_Excerpted text_
----------------

- Born: May 20, 1935 Chiba, Japan
- Died: April 30, 2014 (aged 78)
- Education: Chiba University The Ohio State University (Ph.D.)
- Known for: the Three-step Auditory Comprehension Approach (3 Step System)
- Awards: Japan Association of College English Teachers (JACET) academic award (1984) The Japan Association for Language Education & Technology (LET) academic award (2007)
- Scientific career
- Fields: English Education
- Doctoral advisor: John W. Black (The Ohio State University)

= Yukio Takefuta =

Japanese English education scholar (1935–2014)

Yukio Takefuta (竹蓋 幸生) (May 20, 1935 – April 30, 2014) was a Japanese English education scholar. Professor Emeritus of Chiba University, he devoted his life to the study and research of English phonetics, English education, and systems engineering, thus advancing English education in Japanese institutions of higher education. He served as a board member for universities and academic societies. He was awarded the Senior Fourth Rank (Shoshii) and the Order of the Sacred Treasures in 2014 for his notable contributions to the scientific approach to learning.

He developed an English education integrated system known as "Three-step Auditory Comprehension Approach" (3 Step System). This system included Computer-assisted Language Learning (CALL) materials based on the concept or system of multilateral feedback. When compared to traditional methods, the learner outcomes for the "Three-step Auditory Comprehension Approach" verified positive learning experiences, resulting in it being used in higher education institutions throughout Japan.

Takefuta and three research collaborators were awarded The Japan Association for Language Education & Technology Academic Prize in 2007 for the development, application, and evaluation of the system, "Three-step Auditory Comprehension Approach."

== Education ==
- March 1958: Chiba University, Faculty of Education, Training Division for Junior High School Teachers (English education), B.A.
- December 1964: The Ohio State University, Department of Speech and Hearing Sciences, M.A.
- December 1966: The Ohio State University, Department of Speech and Hearing Sciences, Ph.D.

== Professional career ==
- April 1958 – August 1959, Chiba Prefecture, Yokaichiba Municipal Central Junior High School. (English teacher)
- September 1959 – June 1966, Chiba Prefecture, Sosa Senior High School. (English teacher)
- January 1967 – June 1968, The Ohio State University, Department of Speech and Hearing Science (research associate)
- September 1967 – June 1968, The Ohio State University, Department of Speech (visiting associate professor)
- July 1968 – October 1969, Chiba University, Faculty of Education (instructor)
- October 1969 – December 1977, Chiba University, Faculty of Education (assistant professor)
- June 1970 – August 1970, The Ohio State University, Department of Speech (research associate)
- September 1970 – January 1971, University of Hawaii, Department of Literature and Science (visiting associate professor)
- February 1971 – June 1971, The Ohio State University, Department of Speech (visiting associate professor)
- October 1972 – June 1974, The Ohio State University (associate professor)
- June 1976 – March 1978, Osaka University, School of Language and Culture (associate professor)
- January 1978 – March 2001, Chiba University, Faculty of Education (professor)
- April 1978 – March 1979, Osaka University (professor)
- April 2001 – March 2009, Bunkyo Gakuin University (professor)
- April 2003 – March 2005, Bunkyo Gakuin University, Faculty of Foreign Studies (academic dean)
- April 2005 – March 2009, Bunkyo Gakuin University, The School of Foreign Studies (chairperson)

----------------

_Dataset section_
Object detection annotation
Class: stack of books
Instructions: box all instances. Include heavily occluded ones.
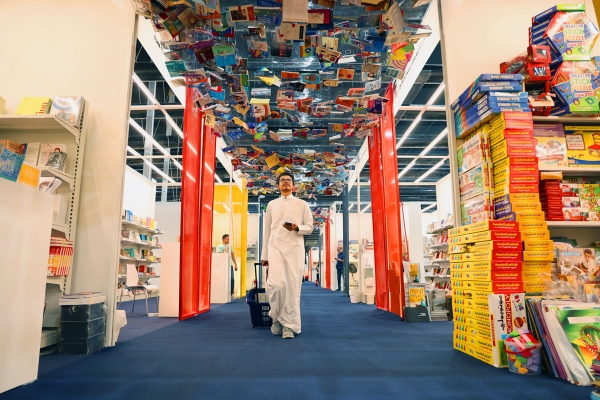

----------------

Pick up the article about Yukio Takefuta above right after its last line and keep writing it.

== Achievements ==

=== Education and research ===
For 47 years, Yukio Takefuta had been a leading researcher who continued to develop his original research in fields such as English phonetics, English education, systems engineering, and educational technology. He authored a number of academic textbooks and published numerous research papers. He was one of the first to establish the development of global human resources as a goal for university and graduate school students and produced a large number of young and competent researchers and human resources who are active both nationally and internationally.

He received the Japan Association of College English Teachers (JACET) Award in 1984 for publishing Nihonjin Eigo no Kagaku [A Scientific Observation of Japanese English] and Hiaringu no Koudou Kagaku [A Scientific Observation of Listening in Action] which summarized research that became the basis for scientific English education and other related fields.

In 1991, based upon his pioneering research, he created a unique teaching theory called the Three-step Auditory Comprehension Approach (3 Step System) which increases the effectiveness of English listening skills and vocabulary skills training. This 3 Step System combines a broad expanse of academic knowledge with an interdisciplinary or integrated approach.

In 1996, an award from the Japan Association of College English Teachers (JACET) was presented to the practical training that was put in practice in the Center for Language Education, Chiba University through using the CALL teaching materials (Computer-assisted Language Learning courseware) developed by the graduates of Takefuta's research laboratory based on the 3 Step System. He also received a poster prize, Chiba University's Open Research ‘99, from the university's president for the practical report of the students he taught in the educational department of Chiba University. Starting from 2000, he served as the research representative for the Research of Foreign Language CALL Teaching Material Advances which received the Grant-in-Aid for Scientific Research on Priority Areas by the Ministry of Education, Culture, Sports, Science and Technology (MEXT), and the CALL materials have been used widely in many educational institutes since 2001.

The research on the development, application and evaluation of the system of the Three-step Auditory Comprehension Approach received the academic award in 2007 from the Japan Association for Language Education and Technology.

=== Educational administration ===
During the establishment of the Graduate School of Education (MA) in April 1982 and the Graduate School of Science and Technology (Ph.D.) in April 1986, Takefuta participated in the enhancement and development of a graduate school of Chiba University by serving as vice chairman of Chiba University Graduate School of Education's establishment committee. He was also assigned to the Chiba University Graduate School general problem investigating committee by the president of Chiba University.

During the reorganization of the Chiba University's College of Liberal Arts, Chiba University's then president, Ryo Yoshida, requested the committee the installment of the Center for Foreign Languages (Currently referred as the Center for Language Education) centering on CALL system based teaching. Not only did Takefuta fulfill this request, but also actively participated in the university's reformation.

Takefuta was principal of the Attached Junior High School of Education, Chiba University for the period 1989–1994. He also participated in the development and reformation of university education and research as well as participating in the development, enhancement and operation of the Attached Junior High School of Education. For his dedication and outstanding achievements he made for these local education administrations, he received an award presented by MEXT in October 2008.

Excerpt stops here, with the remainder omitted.